The task:
State how many of the lines below contain the string "blue", treating uppercase and lowercase as different, and give only the number.

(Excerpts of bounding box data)
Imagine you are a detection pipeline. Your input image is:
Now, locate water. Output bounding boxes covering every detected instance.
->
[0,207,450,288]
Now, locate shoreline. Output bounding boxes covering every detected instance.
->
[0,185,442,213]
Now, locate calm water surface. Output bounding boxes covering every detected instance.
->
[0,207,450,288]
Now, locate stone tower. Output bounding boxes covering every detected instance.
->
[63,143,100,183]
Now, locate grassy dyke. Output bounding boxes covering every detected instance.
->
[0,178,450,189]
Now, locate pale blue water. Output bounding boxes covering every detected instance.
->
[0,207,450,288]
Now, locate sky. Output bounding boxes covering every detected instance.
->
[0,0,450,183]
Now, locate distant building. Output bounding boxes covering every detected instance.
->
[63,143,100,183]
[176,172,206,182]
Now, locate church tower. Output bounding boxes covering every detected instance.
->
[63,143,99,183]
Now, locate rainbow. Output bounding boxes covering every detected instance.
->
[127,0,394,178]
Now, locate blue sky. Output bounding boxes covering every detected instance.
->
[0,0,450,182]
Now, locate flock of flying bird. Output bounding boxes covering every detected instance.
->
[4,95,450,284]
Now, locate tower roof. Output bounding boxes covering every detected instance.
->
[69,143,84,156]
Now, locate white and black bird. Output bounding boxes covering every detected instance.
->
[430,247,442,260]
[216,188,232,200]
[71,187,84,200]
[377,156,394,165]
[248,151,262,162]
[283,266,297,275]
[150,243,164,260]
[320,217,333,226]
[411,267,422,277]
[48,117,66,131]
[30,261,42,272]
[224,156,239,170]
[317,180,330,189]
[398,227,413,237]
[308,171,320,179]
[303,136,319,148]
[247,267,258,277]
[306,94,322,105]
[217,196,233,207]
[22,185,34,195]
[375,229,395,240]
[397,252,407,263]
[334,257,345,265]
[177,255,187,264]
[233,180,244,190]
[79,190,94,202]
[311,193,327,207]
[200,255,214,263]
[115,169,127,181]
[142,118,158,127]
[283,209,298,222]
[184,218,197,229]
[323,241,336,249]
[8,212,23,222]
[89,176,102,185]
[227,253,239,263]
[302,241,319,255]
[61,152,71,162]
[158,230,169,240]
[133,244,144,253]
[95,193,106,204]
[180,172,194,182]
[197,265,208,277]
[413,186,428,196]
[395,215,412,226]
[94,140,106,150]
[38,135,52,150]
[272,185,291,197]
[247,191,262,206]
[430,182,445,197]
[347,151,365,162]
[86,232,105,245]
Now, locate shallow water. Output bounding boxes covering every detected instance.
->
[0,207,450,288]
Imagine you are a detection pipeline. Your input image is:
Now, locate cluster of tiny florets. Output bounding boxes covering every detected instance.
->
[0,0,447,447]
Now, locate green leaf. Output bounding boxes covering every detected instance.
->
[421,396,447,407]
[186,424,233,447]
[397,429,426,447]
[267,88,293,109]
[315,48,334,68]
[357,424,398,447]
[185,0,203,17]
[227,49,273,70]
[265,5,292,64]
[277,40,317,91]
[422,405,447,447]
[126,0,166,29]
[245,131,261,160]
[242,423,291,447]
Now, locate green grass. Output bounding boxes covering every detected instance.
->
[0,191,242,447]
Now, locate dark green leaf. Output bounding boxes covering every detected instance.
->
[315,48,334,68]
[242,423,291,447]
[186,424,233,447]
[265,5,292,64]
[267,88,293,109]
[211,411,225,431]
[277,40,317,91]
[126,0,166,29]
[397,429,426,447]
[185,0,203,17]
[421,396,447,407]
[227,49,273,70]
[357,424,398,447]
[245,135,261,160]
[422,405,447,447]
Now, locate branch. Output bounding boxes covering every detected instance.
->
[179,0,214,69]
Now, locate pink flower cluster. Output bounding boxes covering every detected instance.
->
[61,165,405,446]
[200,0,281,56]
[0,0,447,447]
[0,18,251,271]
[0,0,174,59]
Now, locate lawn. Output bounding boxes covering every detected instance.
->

Result:
2